Texto proporcionado:
========

El propio Perico es el protagonista de otro capítulo del libro, acaso el más angustioso: desentierra en la memoria de los aficionados el Tour que perdimos sin empezar. “Fueron apareciendo, minuto a minuto, Breukink, Hampsten, Parra, Rooks, Bugno, Mottet, Fignon, Lemond, Kelly… Ya sólo faltaba por llegar Pedro Delgado, ganador de la edición anterior. La cámara fija de meta retransmitía la imagen de la recta final, vacía, y un cronómetro digital en el que corrían los minutos y los segundos de Delgado. El segoviano debía de estar a punto de aparecer. Pero no aparecía”. Cuenta el periodista cómo Delgado, mientras empezaba a perder el Tour presa de un despiste antológico, paseaba con la bici tan tranquilo por las calles de Luxemburgo, por donde se encontró incluso a Thierry Marie, al que le preguntó qué tal le había ido: “Hay que ir a tope desde el principio, pero luego viene un repecho en el que se debe regular un poco con el desarrollo para no atascarse”. Finalmente, acercándose a la la zona en la que ya se agolpaba el público, no hizo caso a las caras crispadas del público, gritando su nombre para avisarlo (“el segoviano estaba acostumbrado a que los aficionados le llamaran a gritos”), ni a su mecánico Carlos Vidales, agitando dos ruedas, chillándole que saliese (“Vidales siempre se ponía muy nervioso en las contrarrelojes”). El tiempo ya estaba enterrando a Perico en las catacumbas cuando se dirigía panchamente a la rampa para pasmo de los periodistas, a los que se les había caído el alma a los pies. Sólo reaccionó y apuró la pedalada hasta la salida cuando vio a Echavarri, éste sí, descompuesto, haciendo gestos histéricos: “¡Vamos, Pedro, arranca de una vez!”. Cuando llegó a meta sin saber aún muy bien qué había pasado, se encontró a todo el mundo enmudecido, mirándolo con curiosidad, quizá espanto. Sólo perdió 14 segundos con el ganador, Erik Breukink. Pero había salido dos minutos y cuarenta segundos tarde. Jamás se volvió a poner el maillot amarillo.

========

Material:

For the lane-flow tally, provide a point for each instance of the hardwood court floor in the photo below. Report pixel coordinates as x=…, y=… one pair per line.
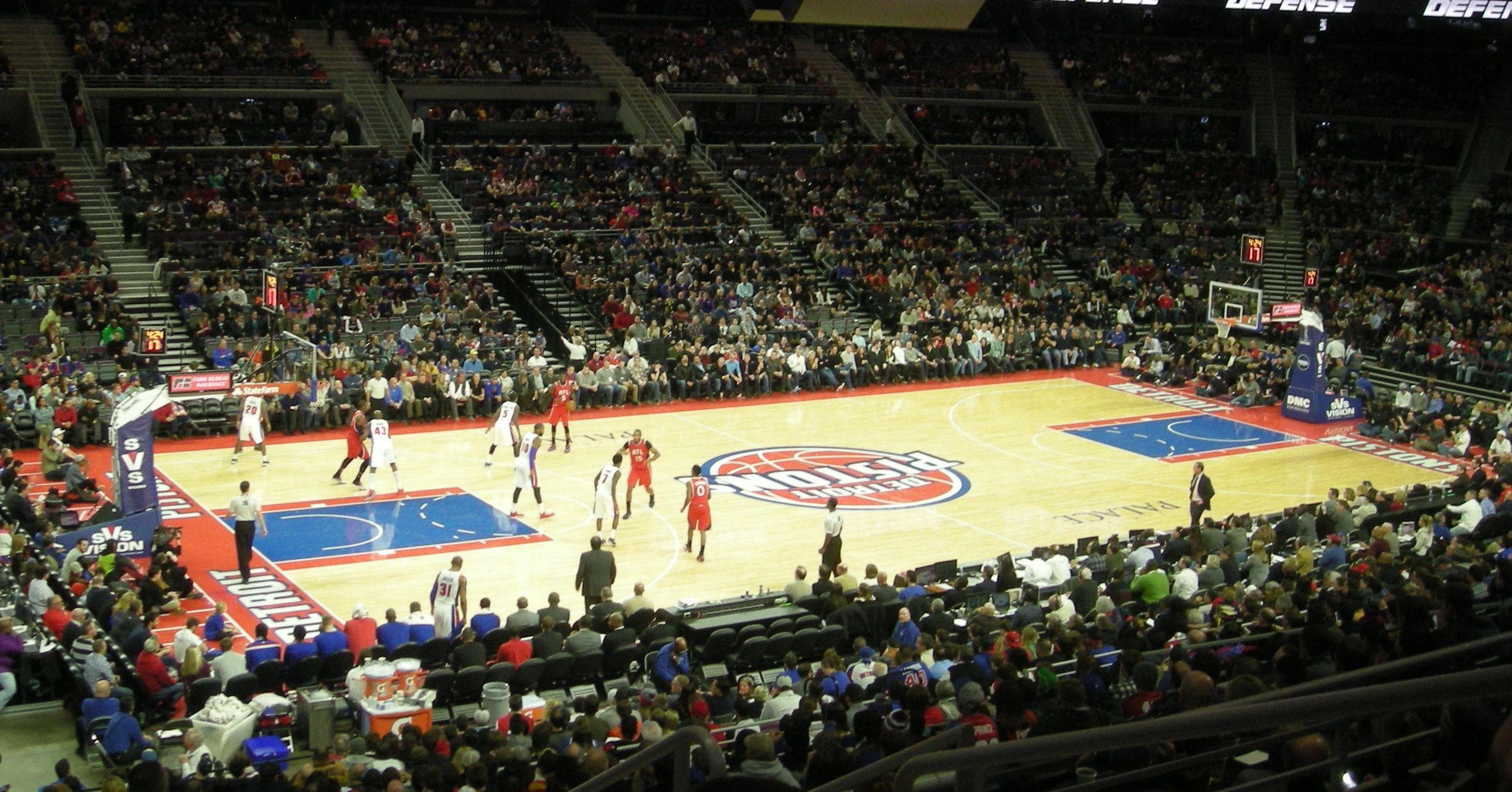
x=1041, y=460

========

Tu tarea: ¿Puedes continuar el texto sobre el Tour que Perico Delgado perdió en la salida de la contrarreloj, empezando justo después de su última frase?

Resultado del ejercicio:
Plomo en los bolsillos pasa por los grandes nombres propios del Tour en una aventura extraordinaria que comenzó en 1910 con el famoso grito de Octave Lapize, ganador de una etapa de 326 kilómetros con las bicicletas de entonces, y aquellos caminos de cabras, que reunía “cinco monstruos que nadie conocía”: Peysourde, Aspin, Tourmalet, Soulor y Aubisque. “Lapize excavó la ruta de los mitos a golpe de dolor. Llegó a la cumbre del Aubisque gimiendo como un perro; tiró al suelo la bicicleta, se dirigió hacia uno de los organizadores del Tour y, cuando sus pulmones reunieron un poco de aire, cinceló la primera sentencia en las tablas del ciclismo: ‘¡Asesinos!”. El libro bebe de referencias inmejorables y destapa la esencia de campeones grandísimos, heroes de gestas prehistóricas, casi dioses. “He llegado muy lejos en el dolor”, dice Indurain. Gente como Bernard Hinault, del que dice el autor que era un ciclista “de triunfos brutales, que acumulaba etapas y sepultaba a sus enemigos con minutadas humillantes”, pero que procuraba pese a todo dotar a sus victorias de cierta elegancia. Por eso, paseando por los Campos Elíseos en la última etapa del Tour de 1979 y con trece minutos de ventaja sobre el segundo, Zoetmelk, y veintiséis sobre tercero, Agostinho, desencadenó un ataque brutal llevándose a Zoetmelk a rueda para batirlo al esprint bajo el delirio de los franceses. El libro cuenta también por qué Hinault perdió el sexto Tour en 1986 en batalla hostil con Lemond, de su mismo equipo; los dos peleando por hacer gregarios suyos a sus compañeros, e Hinault despreciando al americano por falta de épica y olvidando, dice Izagirre, la advertencia legendaria de la carretera: el Tour limita la ración de gloria incluso a los más grandes.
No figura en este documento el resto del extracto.